* **Complete the following**:
1. In the passage about the grandparents, what did Grandpa build the year Grandma crocheted Barbie clothes?
2. Reproduce word for word the part of the passage about the grandparents starting with "One summer, my" and going on through "complete with waistbands.".

* **Quoted passage**:
----------------------------------------

Aside from all the fun road trips and driving around we did (in the big blue boat of a car with the bobbing headed dog in the back window), all the trips to the restaurant in town, and days of just hanging around the house, they provided lots of interesting ways to pass the time.
One summer, my sister and I complained our baby dolls had no cute clothes. Grandma sat down, took out some rubber bands and fitted them around our babies' waists and legs. She crocheted outfits complete with waistbands.
Grandpa worked with wood and made LOTS of stuff...a pin ball machine that used marbles and tinker toys. One Christmas, Grandma crocheted little babies with doll form heads and hands and Grandpa made cradles for them. Another year, Grandma crocheted Barbie clothes and Grandpa built Barbie sized closets complete with teeny tiny wire hangers to hang on the rod.
You could always count on Grandma in those days to have gum in her purse (the square kind with minty gel in the middle) and Kleenexes too.

----------------------------------------

* **Entries shown**:
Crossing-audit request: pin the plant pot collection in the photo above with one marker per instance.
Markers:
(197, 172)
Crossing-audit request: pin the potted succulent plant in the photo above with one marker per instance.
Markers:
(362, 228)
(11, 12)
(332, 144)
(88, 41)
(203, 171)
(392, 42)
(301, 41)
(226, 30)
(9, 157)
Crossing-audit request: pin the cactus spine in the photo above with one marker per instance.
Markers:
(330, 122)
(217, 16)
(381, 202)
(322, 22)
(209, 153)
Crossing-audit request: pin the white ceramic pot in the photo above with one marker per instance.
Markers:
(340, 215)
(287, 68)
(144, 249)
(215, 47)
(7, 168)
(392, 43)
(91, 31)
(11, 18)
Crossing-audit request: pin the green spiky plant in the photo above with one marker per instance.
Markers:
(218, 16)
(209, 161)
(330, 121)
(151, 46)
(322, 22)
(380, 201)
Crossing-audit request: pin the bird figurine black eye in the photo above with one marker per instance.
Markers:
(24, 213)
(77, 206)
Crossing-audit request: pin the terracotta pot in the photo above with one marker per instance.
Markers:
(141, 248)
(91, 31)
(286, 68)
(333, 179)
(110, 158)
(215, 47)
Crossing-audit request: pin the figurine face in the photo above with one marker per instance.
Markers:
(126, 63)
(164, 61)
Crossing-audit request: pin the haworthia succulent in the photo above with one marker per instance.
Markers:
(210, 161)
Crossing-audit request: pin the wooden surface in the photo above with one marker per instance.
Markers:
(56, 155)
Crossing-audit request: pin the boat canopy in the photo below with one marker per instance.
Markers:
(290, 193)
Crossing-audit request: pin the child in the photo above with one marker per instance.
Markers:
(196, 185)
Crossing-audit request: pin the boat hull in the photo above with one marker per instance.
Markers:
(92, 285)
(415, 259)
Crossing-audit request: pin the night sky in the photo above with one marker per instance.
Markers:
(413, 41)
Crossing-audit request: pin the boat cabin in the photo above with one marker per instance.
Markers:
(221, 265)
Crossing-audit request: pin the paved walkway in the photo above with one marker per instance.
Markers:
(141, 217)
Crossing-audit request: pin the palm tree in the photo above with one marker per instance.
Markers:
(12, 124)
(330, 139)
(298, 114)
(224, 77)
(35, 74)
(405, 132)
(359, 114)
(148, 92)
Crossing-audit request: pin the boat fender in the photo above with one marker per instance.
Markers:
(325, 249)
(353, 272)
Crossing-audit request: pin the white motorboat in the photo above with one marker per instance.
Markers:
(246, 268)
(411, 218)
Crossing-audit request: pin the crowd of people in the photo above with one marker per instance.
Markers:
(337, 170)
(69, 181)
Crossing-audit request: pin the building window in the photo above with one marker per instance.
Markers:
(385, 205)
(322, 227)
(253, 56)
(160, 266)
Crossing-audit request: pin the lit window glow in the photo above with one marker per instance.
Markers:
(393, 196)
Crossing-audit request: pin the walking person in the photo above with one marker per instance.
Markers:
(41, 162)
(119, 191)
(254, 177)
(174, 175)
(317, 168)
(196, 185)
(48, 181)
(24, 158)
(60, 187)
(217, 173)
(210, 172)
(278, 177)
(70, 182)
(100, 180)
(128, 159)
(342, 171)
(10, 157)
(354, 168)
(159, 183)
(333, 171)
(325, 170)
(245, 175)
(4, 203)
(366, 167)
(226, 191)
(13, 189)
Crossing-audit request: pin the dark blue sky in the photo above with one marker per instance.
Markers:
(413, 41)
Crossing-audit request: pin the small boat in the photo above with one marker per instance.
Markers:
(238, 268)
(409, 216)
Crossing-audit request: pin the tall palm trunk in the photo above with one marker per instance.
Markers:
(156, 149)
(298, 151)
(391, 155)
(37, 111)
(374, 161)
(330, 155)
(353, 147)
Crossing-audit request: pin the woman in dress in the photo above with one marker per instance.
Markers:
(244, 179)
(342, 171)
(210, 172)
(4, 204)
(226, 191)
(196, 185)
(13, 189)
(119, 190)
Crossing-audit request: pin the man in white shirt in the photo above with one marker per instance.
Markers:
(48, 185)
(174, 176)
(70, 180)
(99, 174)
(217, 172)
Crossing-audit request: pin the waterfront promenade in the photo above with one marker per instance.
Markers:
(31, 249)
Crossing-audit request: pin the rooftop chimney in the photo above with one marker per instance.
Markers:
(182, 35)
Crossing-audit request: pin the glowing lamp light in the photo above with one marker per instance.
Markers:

----------------------------------------

* **Exercise responses**:
1. Barbie sized closets complete with teeny tiny wire hangers to hang on the rod.

2.
One summer, my sister and I complained our baby dolls had no cute clothes. Grandma sat down, took out some rubber bands and fitted them around our babies' waists and legs. She crocheted outfits complete with waistbands.